## WHAT THIS EXERCISE ASKS
a) List every god or group of gods that the text about Israel after Gideon's death says the children of Israel served.
b) Answer these questions from the text about Israel after Gideon's death.
(i) For how many years were the children of Israel in Gilead vexed and oppressed?
(ii) Where did the children of Israel encamp when the children of Ammon gathered in Gilead?
(iii) In what land did Jephthah dwell after fleeing from his brethren?
c) Continue the text about Israel after Gideon's death, beginning right after its last sentence.

After the death of Gideon, the Israelites again turned from God. We read:

And the children of Israel did evil again in the sight of the LORD, and served Baalim, and Ashtaroth, and the gods of Syria, and the gods of Zidon, and the gods of Moab, and the gods of the children of Ammon, and the gods of the Philistines, and forsook the LORD, and served not him. And the anger of the LORD was hot against Israel, and he sold them into the hands of the Philistines, and into the hands of the children of Ammon. And that year they vexed and oppressed the children of Israel: eighteen years, all the children of Israel that were on the other side Jordan in the land of the Amorites, which is in Gilead. Moreover the children of Ammon passed over Jordan to fight also against Judah, and against Benjamin, and against the house of Ephraim; so that Israel was sore distressed. And the children of Israel cried unto the LORD, saying, We have sinned against thee, both because we have forsaken our God, and also served Baalim (Judges 10:6-10).

Again, this national punishment brought the Israelites to repentance. “And the children of Israel said unto the LORD, We have sinned: do thou unto us whatsoever seemeth good unto thee; deliver us only, we pray thee, this day. And they put away the strange gods from among them, and served the LORD: and his soul was grieved for the misery of Israel” (Judges 10:15-16). The threat from their enemies loomed larger than ever. What they now needed was a strong leader who could weld them into a people with a purpose. “Then the children of Ammon were gathered together, and encamped in Gilead. And the children of Israel assembled themselves together, and encamped in Mizpeh. And the people and princes of Gilead said one to another, What man is he that will begin to fight against the children of Ammon? he shall be head over all the inhabitants of Gilead” (vv. 17-18). Who could do the job?

Now Jephthah the Gileadite was a mighty man of valour, and he was the son of an harlot: and Gilead begat Jephthah. And Gilead’s wife bare him sons; and his wife’s sons grew up, and they thrust out Jephthah, and said unto him, Thou shalt not inherit in our father’s house; for thou art the son of a strange woman. Then Jephthah fled from his brethren, and dwelt in the land of Tob: and there were gathered vain men to Jephthah, and went out with him. (Judges 11:1-3)

[Records from a data source]
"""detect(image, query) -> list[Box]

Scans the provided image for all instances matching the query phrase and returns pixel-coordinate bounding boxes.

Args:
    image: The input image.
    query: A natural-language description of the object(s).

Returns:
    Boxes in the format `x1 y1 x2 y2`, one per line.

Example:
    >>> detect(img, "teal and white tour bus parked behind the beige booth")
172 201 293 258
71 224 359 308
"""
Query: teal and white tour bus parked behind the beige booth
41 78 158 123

## EXERCISE RESPONSES
a)
Baalim
Ashtaroth
the gods of Syria
the gods of Zidon
the gods of Moab
the gods of the children of Ammon
the gods of the Philistines

b)
(i) Eighteen years.
(ii) In Mizpeh.
(iii) In the land of Tob.

c)
Jephthah had become a raider-looting and pillaging the enemies of Israel. He had established a reputation and was well-known. The troubled Israelites knew where to find this man.

And it was so, that when the children of Ammon made war against Israel, the elders of Gilead went to fetch Jephthah out of the land of Tob: And they said unto Jephthah, Come, and be our captain, that we may fight with the children of Ammon. And Jephthah said unto the elders of Gilead, Did not ye hate me, and expel me out of my father’s house? and why are ye come unto me now when ye are in distress? And the elders of Gilead said unto Jephthah, Therefore we turn again to thee now, that thou mayest go with us, and fight against the children of Ammon, and be our head over all the inhabitants of Gilead. And Jephthah said unto the elders of Gilead, If ye bring me home again to fight against the children of Ammon, and the LORD deliver them before me, shall I be your head? And the elders of Gilead said unto Jephthah, The LORD be witness between us, if we do not so according to thy words. Then Jephthah went with the elders of Gilead, and the people made him head and captain over them: and Jephthah uttered all his words before the LORD in Mizpeh. (Judges 11:5-11)

These elders had to suffer some embarrassment for their failure to do justice at the time Jephthah’s brothers treated him so unfairly. Jephthah had every right to question their motives, as well as the veracity of their word. But they had humbled themselves to come to him and were honest in their intentions. In an oath before the Lord, Jephthah held them to their word. Both parties entered into this covenant in the presence of the Lord at Mizpeh.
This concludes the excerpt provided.